- **TASK INSTRUCTIONS**
1. Retype everything in the Delaware County passage from "Delaware County is" down to "the Delaware District.".
2. Answer these questions from the Delaware County passage.
(a) What town is the county seat?
(b) How many Woodland sites have archaeological studies found in the area?
(c) From which state did the Seneca move in 1832?

- **EXTRACT TO READ**
Delaware County is a county located in the U.S. state of Oklahoma. As of the 2010 census, the population was 41,487. Its county seat is Jay. The county was named for the Delaware Indians, who had established a village in the area prior to the Cherokees being assigned to relocate to Indian Territory in the 1830s. Delaware County was created in 1907. Prior to becoming Delaware County, a large portion of the area was known as the Delaware District of the Cherokee Nation. Today, Delaware County continues to be recognized by the Cherokee Nation as the Delaware District.

History
Archaeological studies have shown that at least three different periods of prehistoric people had lived in the area covered by Delaware County. These included 23 Archaic, 17 Woodland, and 63 Eastern Villager sites. Artifacts date back between 1400 and 2000 years from the present. Many of these sites have been submerged since the creation of Grand Lake o' the Cherokees.

Few Native Americans lived in the area until the early nineteenth century, when the federal government began relocating tribes from the Eastern United States. About 1820, a group of Delaware, who had allied with the Cherokee against the Osage, settled Delaware Town, about two miles south of the present town of Eucha. In 1828, the Western Cherokee moved from Arkansas Territory into the area just south of the present Delaware County. In 1832, the Seneca moved from Ohio into an area that included the northeastern part of Delaware County.

- **RECORDED DATA**
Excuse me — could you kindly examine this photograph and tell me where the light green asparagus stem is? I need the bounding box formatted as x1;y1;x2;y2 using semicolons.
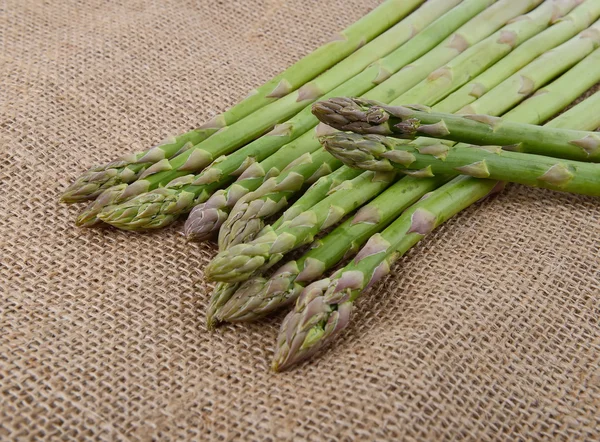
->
458;21;600;114
185;0;490;241
102;0;502;230
322;133;600;196
207;51;600;326
544;90;600;129
436;0;600;112
207;1;544;250
273;64;600;371
214;83;600;321
94;0;528;229
313;98;600;162
392;0;578;104
504;49;600;123
205;172;395;282
206;282;238;330
273;177;495;371
213;177;445;322
62;0;423;202
81;0;454;223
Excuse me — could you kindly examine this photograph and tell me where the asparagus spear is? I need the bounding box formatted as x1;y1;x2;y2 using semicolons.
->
213;1;576;249
499;49;600;123
101;0;539;230
205;172;396;282
273;66;600;371
392;0;579;104
213;177;445;322
185;0;490;240
458;21;600;114
61;0;423;202
211;56;600;324
214;2;552;250
436;0;600;112
313;98;600;162
273;177;495;371
79;0;464;228
322;133;600;196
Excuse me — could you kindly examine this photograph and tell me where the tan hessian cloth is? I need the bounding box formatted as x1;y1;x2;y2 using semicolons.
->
0;0;600;441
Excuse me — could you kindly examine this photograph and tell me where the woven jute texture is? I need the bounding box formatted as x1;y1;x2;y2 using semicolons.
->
0;0;600;441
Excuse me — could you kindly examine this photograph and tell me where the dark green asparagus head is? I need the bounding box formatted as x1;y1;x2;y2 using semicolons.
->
319;132;404;172
312;97;392;135
98;188;195;230
272;272;356;371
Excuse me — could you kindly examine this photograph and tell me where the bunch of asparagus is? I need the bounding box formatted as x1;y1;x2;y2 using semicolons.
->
62;0;600;370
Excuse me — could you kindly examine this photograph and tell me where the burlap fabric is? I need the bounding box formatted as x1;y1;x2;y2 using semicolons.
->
0;0;600;441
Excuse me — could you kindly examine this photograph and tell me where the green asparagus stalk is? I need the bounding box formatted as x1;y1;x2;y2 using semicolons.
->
458;21;600;114
273;64;600;371
96;0;539;229
210;56;600;319
273;177;495;371
57;0;423;202
504;49;600;122
313;98;600;163
185;0;489;241
436;0;600;112
219;150;362;250
205;172;396;282
211;177;445;322
213;1;552;250
322;133;600;196
384;0;579;104
78;0;464;224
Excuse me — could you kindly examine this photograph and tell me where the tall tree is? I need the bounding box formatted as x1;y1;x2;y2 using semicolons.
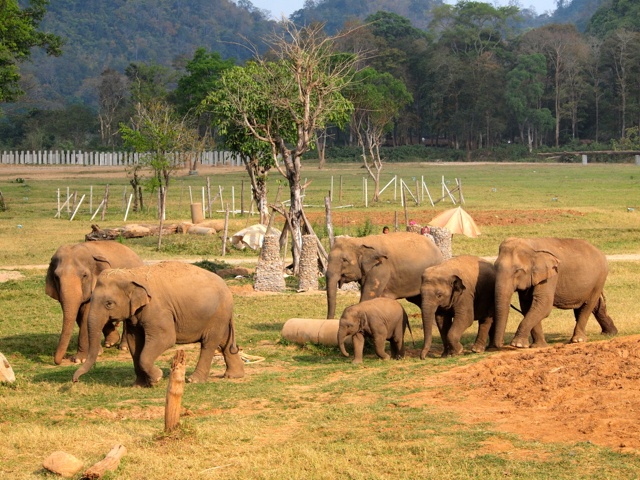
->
208;20;358;273
347;67;412;202
0;0;63;102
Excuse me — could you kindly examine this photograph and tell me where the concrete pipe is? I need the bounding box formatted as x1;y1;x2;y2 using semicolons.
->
280;318;351;346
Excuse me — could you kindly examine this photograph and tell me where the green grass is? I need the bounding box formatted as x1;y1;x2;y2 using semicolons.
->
0;164;640;480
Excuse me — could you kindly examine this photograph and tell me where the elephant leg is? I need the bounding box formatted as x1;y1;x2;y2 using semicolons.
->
351;332;364;363
511;285;555;348
593;293;618;335
471;317;493;353
70;303;97;363
531;322;549;348
442;312;473;356
102;322;120;348
373;333;389;360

- **WRITTEN ANSWERS**
1.
Delaware County is a county located in the U.S. state of Oklahoma. As of the 2010 census, the population was 41,487. Its county seat is Jay. The county was named for the Delaware Indians, who had established a village in the area prior to the Cherokees being assigned to relocate to Indian Territory in the 1830s. Delaware County was created in 1907. Prior to becoming Delaware County, a large portion of the area was known as the Delaware District of the Cherokee Nation. Today, Delaware County continues to be recognized by the Cherokee Nation as the Delaware District.

2.
(a) Jay
(b) 17
(c) Ohio